▶ _RECORD EXTRACTS_:
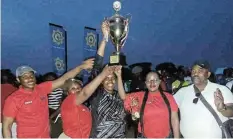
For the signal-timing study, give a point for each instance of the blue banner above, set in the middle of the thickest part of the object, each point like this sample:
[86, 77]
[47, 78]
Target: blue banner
[90, 47]
[58, 43]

▶ _INSTRUCTION_:
Update the records by replacing "banner" with "flag" wherever it appears, leaving everything else unchanged. Omit the pictures from your answer.

▶ _FINISHED EXERCISE_:
For the signal-timing study, give a point for each instance of the blue flag above, set in the middle of the thickest part of the object, each point like this sample:
[86, 77]
[47, 78]
Target: blue flag
[90, 47]
[58, 43]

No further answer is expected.